**TASK ITEM**
Reproduce only this range: the line holding "Give the outline of every instance of the tree." through the last line of the data below, both included, exactly, with no pictures.

====================

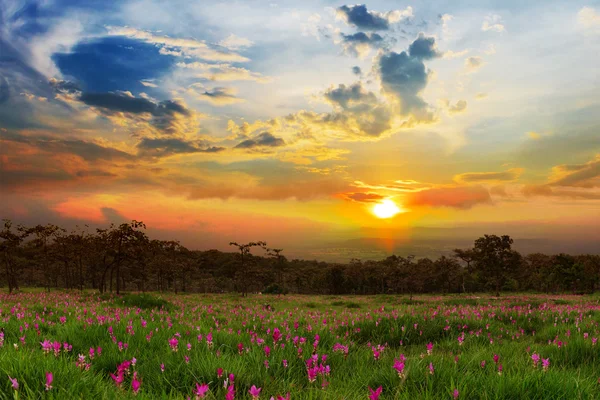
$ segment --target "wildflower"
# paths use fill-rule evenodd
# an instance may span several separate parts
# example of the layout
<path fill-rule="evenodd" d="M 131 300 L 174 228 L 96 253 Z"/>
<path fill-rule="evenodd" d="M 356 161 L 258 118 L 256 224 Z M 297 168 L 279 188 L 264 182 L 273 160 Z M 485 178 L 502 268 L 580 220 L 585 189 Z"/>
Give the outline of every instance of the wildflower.
<path fill-rule="evenodd" d="M 379 400 L 382 391 L 382 386 L 379 386 L 376 390 L 369 388 L 369 400 Z"/>
<path fill-rule="evenodd" d="M 160 364 L 160 372 L 165 372 L 165 364 Z"/>
<path fill-rule="evenodd" d="M 238 353 L 241 355 L 244 352 L 244 344 L 238 343 Z"/>
<path fill-rule="evenodd" d="M 264 364 L 265 364 L 265 368 L 269 369 L 269 360 L 265 360 Z"/>
<path fill-rule="evenodd" d="M 481 360 L 481 369 L 485 368 L 485 360 Z"/>
<path fill-rule="evenodd" d="M 269 357 L 271 355 L 271 348 L 269 346 L 265 346 L 264 351 L 265 356 Z"/>
<path fill-rule="evenodd" d="M 188 356 L 183 356 L 183 358 L 185 359 L 186 364 L 190 363 L 190 358 Z"/>
<path fill-rule="evenodd" d="M 394 359 L 394 369 L 400 378 L 404 378 L 404 362 Z"/>
<path fill-rule="evenodd" d="M 261 388 L 257 388 L 256 386 L 252 385 L 252 387 L 250 388 L 250 390 L 248 390 L 248 393 L 250 393 L 250 396 L 252 396 L 252 398 L 254 400 L 256 400 L 260 396 L 260 391 L 261 390 L 262 390 Z"/>
<path fill-rule="evenodd" d="M 544 368 L 544 371 L 548 371 L 548 368 L 550 368 L 550 358 L 542 358 L 542 368 Z"/>
<path fill-rule="evenodd" d="M 498 361 L 500 361 L 500 356 L 498 354 L 494 354 L 494 363 L 498 364 Z"/>
<path fill-rule="evenodd" d="M 171 347 L 172 351 L 177 351 L 178 344 L 179 344 L 179 340 L 177 340 L 177 338 L 173 337 L 173 338 L 169 339 L 169 346 Z"/>
<path fill-rule="evenodd" d="M 223 376 L 223 368 L 217 368 L 217 378 L 220 378 Z"/>
<path fill-rule="evenodd" d="M 8 375 L 8 380 L 10 380 L 13 389 L 19 390 L 19 382 L 17 381 L 17 378 L 11 378 L 10 375 Z"/>
<path fill-rule="evenodd" d="M 208 385 L 206 383 L 203 383 L 202 385 L 196 383 L 196 392 L 194 393 L 196 395 L 196 400 L 204 398 L 206 393 L 208 393 Z"/>
<path fill-rule="evenodd" d="M 498 364 L 498 375 L 502 375 L 502 364 Z"/>
<path fill-rule="evenodd" d="M 287 368 L 288 367 L 288 361 L 287 360 L 283 360 L 283 368 Z"/>
<path fill-rule="evenodd" d="M 46 372 L 46 390 L 52 389 L 52 381 L 54 377 L 52 376 L 52 372 Z"/>
<path fill-rule="evenodd" d="M 131 365 L 133 365 L 135 367 L 135 363 L 137 363 L 137 358 L 133 357 L 131 359 Z"/>
<path fill-rule="evenodd" d="M 94 350 L 94 348 L 93 348 L 93 347 L 90 347 L 90 360 L 93 360 L 93 359 L 94 359 L 94 355 L 95 355 L 95 353 L 96 353 L 96 350 Z"/>
<path fill-rule="evenodd" d="M 191 344 L 191 343 L 188 343 L 188 344 L 187 344 L 187 350 L 188 350 L 188 351 L 192 350 L 192 344 Z"/>
<path fill-rule="evenodd" d="M 454 397 L 454 399 L 458 399 L 458 389 L 454 389 L 454 392 L 452 392 L 452 396 Z"/>
<path fill-rule="evenodd" d="M 540 362 L 540 355 L 537 353 L 533 353 L 531 355 L 531 359 L 533 360 L 533 368 L 537 368 L 538 363 Z"/>
<path fill-rule="evenodd" d="M 431 352 L 433 351 L 433 343 L 429 342 L 427 343 L 427 355 L 431 355 Z"/>
<path fill-rule="evenodd" d="M 137 378 L 137 371 L 133 373 L 133 379 L 131 380 L 131 389 L 133 389 L 133 393 L 137 393 L 140 390 L 140 386 L 142 382 L 140 382 Z"/>
<path fill-rule="evenodd" d="M 227 393 L 225 394 L 225 400 L 233 400 L 235 398 L 235 389 L 233 384 L 227 387 Z"/>
<path fill-rule="evenodd" d="M 118 371 L 117 375 L 111 373 L 110 377 L 113 379 L 117 387 L 121 387 L 121 384 L 125 380 L 125 377 L 123 376 L 123 371 Z"/>
<path fill-rule="evenodd" d="M 433 368 L 433 363 L 429 363 L 429 375 L 433 375 L 435 369 Z"/>
<path fill-rule="evenodd" d="M 285 395 L 285 397 L 277 395 L 277 400 L 290 400 L 290 393 Z"/>

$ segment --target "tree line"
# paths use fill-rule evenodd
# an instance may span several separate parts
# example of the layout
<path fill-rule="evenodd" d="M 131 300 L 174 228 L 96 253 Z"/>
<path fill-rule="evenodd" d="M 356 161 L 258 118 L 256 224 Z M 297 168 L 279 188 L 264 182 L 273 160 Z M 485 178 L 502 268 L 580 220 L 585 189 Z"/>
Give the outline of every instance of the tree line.
<path fill-rule="evenodd" d="M 521 255 L 509 236 L 484 235 L 435 260 L 392 255 L 349 263 L 288 260 L 264 241 L 231 242 L 231 253 L 192 251 L 151 239 L 141 221 L 90 231 L 3 220 L 0 285 L 123 291 L 407 294 L 538 291 L 593 293 L 599 255 Z M 255 253 L 253 254 L 252 251 Z"/>

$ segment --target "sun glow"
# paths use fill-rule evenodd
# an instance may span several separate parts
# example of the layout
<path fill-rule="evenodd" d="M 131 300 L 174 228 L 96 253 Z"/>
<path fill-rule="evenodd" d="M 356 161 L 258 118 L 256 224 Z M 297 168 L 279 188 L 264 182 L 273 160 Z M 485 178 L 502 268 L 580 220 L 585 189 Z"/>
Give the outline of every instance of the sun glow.
<path fill-rule="evenodd" d="M 377 218 L 391 218 L 401 212 L 400 208 L 392 200 L 382 200 L 373 207 L 373 214 Z"/>

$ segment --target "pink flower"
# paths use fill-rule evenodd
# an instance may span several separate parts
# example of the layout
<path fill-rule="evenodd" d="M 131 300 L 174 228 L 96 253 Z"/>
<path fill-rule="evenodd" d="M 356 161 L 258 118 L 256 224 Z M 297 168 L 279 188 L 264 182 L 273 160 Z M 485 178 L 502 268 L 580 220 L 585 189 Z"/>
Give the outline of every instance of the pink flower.
<path fill-rule="evenodd" d="M 250 396 L 252 396 L 252 398 L 256 400 L 260 396 L 261 390 L 261 388 L 257 388 L 256 386 L 252 385 L 250 390 L 248 390 L 248 393 L 250 393 Z"/>
<path fill-rule="evenodd" d="M 287 368 L 288 367 L 288 361 L 287 360 L 283 360 L 283 368 Z"/>
<path fill-rule="evenodd" d="M 269 357 L 271 355 L 271 348 L 269 346 L 265 346 L 265 356 Z"/>
<path fill-rule="evenodd" d="M 115 385 L 117 385 L 117 387 L 120 387 L 121 384 L 123 383 L 123 380 L 125 379 L 125 377 L 123 376 L 122 370 L 119 370 L 117 372 L 117 375 L 111 373 L 110 377 L 113 379 L 113 381 L 115 382 Z"/>
<path fill-rule="evenodd" d="M 227 387 L 227 393 L 225 394 L 225 400 L 233 400 L 235 398 L 235 389 L 233 385 Z"/>
<path fill-rule="evenodd" d="M 131 380 L 131 389 L 133 389 L 133 393 L 137 393 L 140 390 L 140 386 L 142 382 L 140 382 L 137 378 L 137 371 L 133 373 L 133 379 Z"/>
<path fill-rule="evenodd" d="M 208 385 L 206 383 L 203 383 L 202 385 L 196 383 L 196 392 L 194 393 L 196 395 L 196 399 L 203 398 L 206 396 L 206 393 L 208 393 Z"/>
<path fill-rule="evenodd" d="M 165 372 L 165 364 L 160 364 L 160 372 Z"/>
<path fill-rule="evenodd" d="M 537 353 L 533 353 L 531 355 L 531 359 L 533 360 L 533 368 L 537 368 L 538 363 L 540 362 L 540 355 Z"/>
<path fill-rule="evenodd" d="M 427 343 L 427 354 L 431 355 L 432 351 L 433 351 L 433 343 L 429 342 L 429 343 Z"/>
<path fill-rule="evenodd" d="M 17 378 L 11 378 L 9 375 L 8 379 L 10 380 L 10 383 L 12 384 L 12 388 L 15 390 L 19 390 L 19 382 L 17 381 Z"/>
<path fill-rule="evenodd" d="M 502 364 L 498 364 L 498 375 L 502 375 Z"/>
<path fill-rule="evenodd" d="M 382 391 L 382 386 L 379 386 L 376 390 L 369 388 L 369 400 L 379 400 Z"/>
<path fill-rule="evenodd" d="M 485 360 L 481 360 L 481 364 L 479 364 L 479 365 L 481 365 L 482 369 L 485 368 Z"/>
<path fill-rule="evenodd" d="M 217 378 L 220 378 L 223 376 L 223 368 L 217 368 Z"/>
<path fill-rule="evenodd" d="M 454 396 L 455 399 L 458 399 L 458 389 L 454 389 L 454 392 L 452 392 L 452 396 Z"/>
<path fill-rule="evenodd" d="M 277 395 L 277 400 L 290 400 L 289 392 L 288 392 L 288 394 L 285 395 L 285 397 L 283 397 L 281 395 Z"/>
<path fill-rule="evenodd" d="M 394 369 L 398 373 L 400 378 L 404 377 L 404 362 L 400 360 L 394 360 Z"/>
<path fill-rule="evenodd" d="M 500 361 L 500 356 L 498 354 L 494 354 L 494 362 L 498 364 L 498 361 Z"/>
<path fill-rule="evenodd" d="M 54 377 L 52 376 L 52 372 L 46 372 L 46 390 L 52 389 L 52 381 Z"/>
<path fill-rule="evenodd" d="M 433 375 L 434 372 L 435 372 L 435 369 L 433 368 L 433 363 L 429 363 L 429 374 Z"/>
<path fill-rule="evenodd" d="M 542 358 L 542 368 L 544 368 L 544 371 L 548 371 L 548 368 L 550 368 L 550 358 Z"/>

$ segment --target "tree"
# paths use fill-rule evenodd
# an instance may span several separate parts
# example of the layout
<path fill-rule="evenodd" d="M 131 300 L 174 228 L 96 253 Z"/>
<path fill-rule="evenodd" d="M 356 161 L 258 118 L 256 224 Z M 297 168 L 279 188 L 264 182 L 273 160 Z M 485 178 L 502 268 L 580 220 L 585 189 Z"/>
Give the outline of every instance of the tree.
<path fill-rule="evenodd" d="M 262 247 L 264 249 L 267 246 L 267 243 L 263 242 L 263 241 L 250 242 L 250 243 L 245 243 L 245 244 L 240 244 L 237 242 L 229 242 L 229 245 L 237 247 L 238 250 L 240 251 L 240 269 L 237 271 L 236 279 L 235 279 L 236 283 L 237 283 L 239 275 L 241 275 L 242 273 L 245 272 L 245 269 L 247 267 L 248 258 L 252 255 L 250 253 L 250 251 L 252 250 L 252 247 Z M 243 297 L 246 297 L 246 294 L 247 294 L 246 288 L 247 288 L 247 285 L 242 285 L 242 296 Z M 239 288 L 237 288 L 237 289 L 239 290 Z"/>
<path fill-rule="evenodd" d="M 287 263 L 287 259 L 285 258 L 284 255 L 281 254 L 283 249 L 267 248 L 266 251 L 267 251 L 267 255 L 275 261 L 274 264 L 275 264 L 276 274 L 277 274 L 277 284 L 281 288 L 281 291 L 285 294 L 286 288 L 285 288 L 284 274 L 285 274 L 285 264 Z"/>
<path fill-rule="evenodd" d="M 2 258 L 4 259 L 8 292 L 12 293 L 13 290 L 19 290 L 16 256 L 19 246 L 21 246 L 23 239 L 27 236 L 27 231 L 23 226 L 19 225 L 17 226 L 17 232 L 14 232 L 10 220 L 4 219 L 3 222 L 4 228 L 0 231 L 0 252 L 2 252 Z"/>
<path fill-rule="evenodd" d="M 512 244 L 508 235 L 484 235 L 475 241 L 475 266 L 487 277 L 496 296 L 500 296 L 500 289 L 520 263 L 521 256 L 512 250 Z"/>
<path fill-rule="evenodd" d="M 462 291 L 464 293 L 464 292 L 466 292 L 465 277 L 467 276 L 467 274 L 470 275 L 473 273 L 471 264 L 475 261 L 475 253 L 471 249 L 466 249 L 466 250 L 454 249 L 454 257 L 460 259 L 462 262 L 464 262 L 466 264 L 466 273 L 464 270 L 461 273 L 461 286 L 462 286 Z"/>

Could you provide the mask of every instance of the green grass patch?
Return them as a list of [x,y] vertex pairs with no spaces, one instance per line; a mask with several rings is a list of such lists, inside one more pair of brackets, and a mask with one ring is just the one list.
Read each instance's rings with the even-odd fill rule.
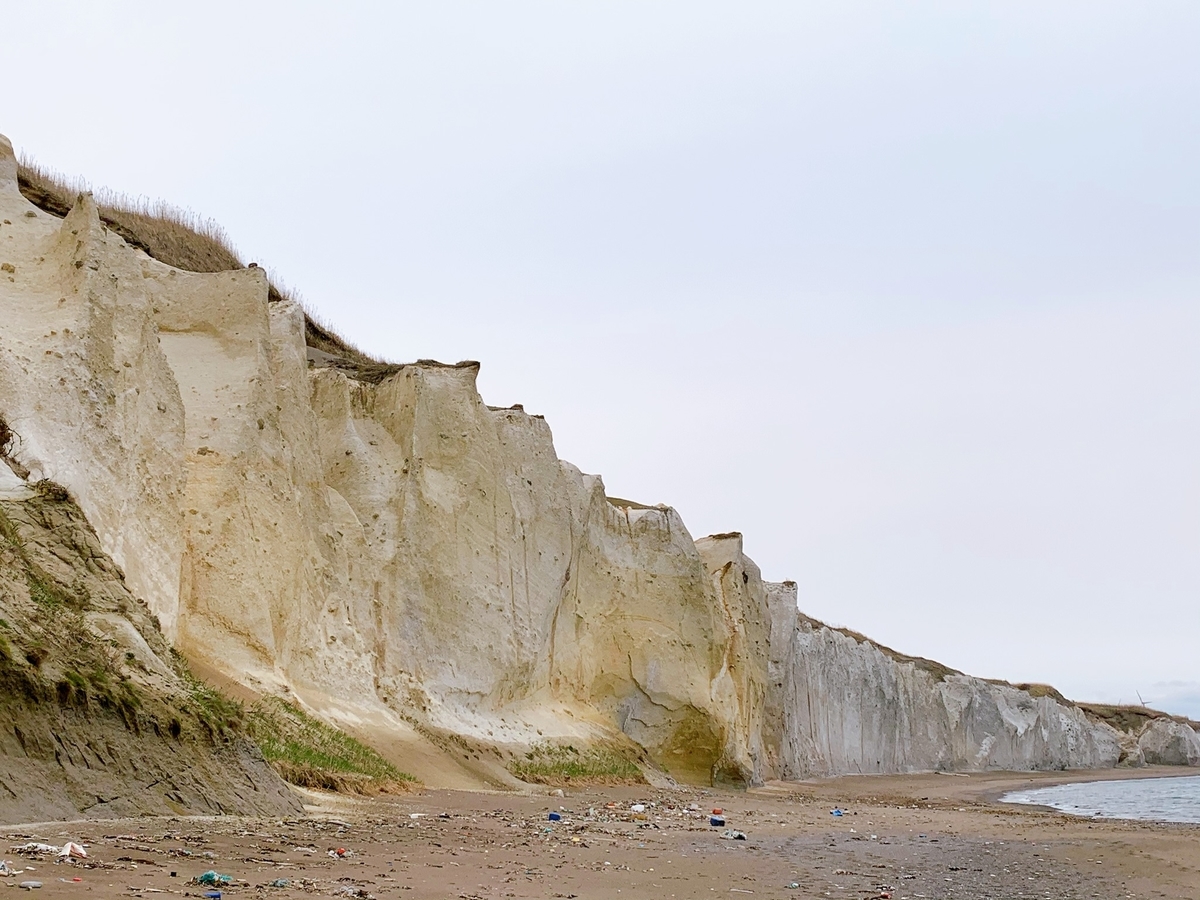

====================

**WRITTEN ANSWER**
Give the outline of every instance of the tree.
<path fill-rule="evenodd" d="M 262 247 L 264 249 L 267 246 L 267 243 L 263 242 L 263 241 L 250 242 L 250 243 L 245 243 L 245 244 L 240 244 L 237 242 L 229 242 L 229 245 L 237 247 L 238 250 L 240 251 L 240 269 L 237 271 L 236 279 L 235 279 L 236 283 L 237 283 L 239 275 L 241 275 L 242 273 L 245 272 L 245 269 L 247 267 L 248 258 L 252 255 L 250 253 L 250 251 L 252 250 L 252 247 Z M 243 297 L 246 297 L 246 294 L 247 294 L 246 288 L 247 288 L 247 285 L 242 285 L 242 296 Z M 239 288 L 237 288 L 237 289 L 239 290 Z"/>
<path fill-rule="evenodd" d="M 287 263 L 287 259 L 285 258 L 284 255 L 281 254 L 283 249 L 267 248 L 266 251 L 267 251 L 267 255 L 275 261 L 274 264 L 275 264 L 276 274 L 277 274 L 277 284 L 281 288 L 281 291 L 285 294 L 286 288 L 285 288 L 284 274 L 285 274 L 285 264 Z"/>
<path fill-rule="evenodd" d="M 2 258 L 4 259 L 8 292 L 12 293 L 13 290 L 19 290 L 16 256 L 19 246 L 21 246 L 23 239 L 27 236 L 27 231 L 23 226 L 19 225 L 17 226 L 17 232 L 14 232 L 10 220 L 4 219 L 3 222 L 4 228 L 0 231 L 0 252 L 2 252 Z"/>
<path fill-rule="evenodd" d="M 512 244 L 508 235 L 484 235 L 475 241 L 475 266 L 487 277 L 496 296 L 500 296 L 500 289 L 520 263 L 521 256 L 512 250 Z"/>
<path fill-rule="evenodd" d="M 462 291 L 464 293 L 464 292 L 466 292 L 465 277 L 467 276 L 467 274 L 470 275 L 473 273 L 471 264 L 475 261 L 475 253 L 471 249 L 466 249 L 466 250 L 454 249 L 454 257 L 460 259 L 462 262 L 464 262 L 466 264 L 466 273 L 464 270 L 461 273 L 461 286 L 462 286 Z"/>

Could you provide the mask of every instance of the green grass patch?
Return them as a list of [x,y] vertex pairs with no spaces, one instance per line; a mask with several rings is a list of such lists, inside one more pair of brackets, and a mask with one ring is just the one list.
Read each instance's rings with the even-odd fill rule.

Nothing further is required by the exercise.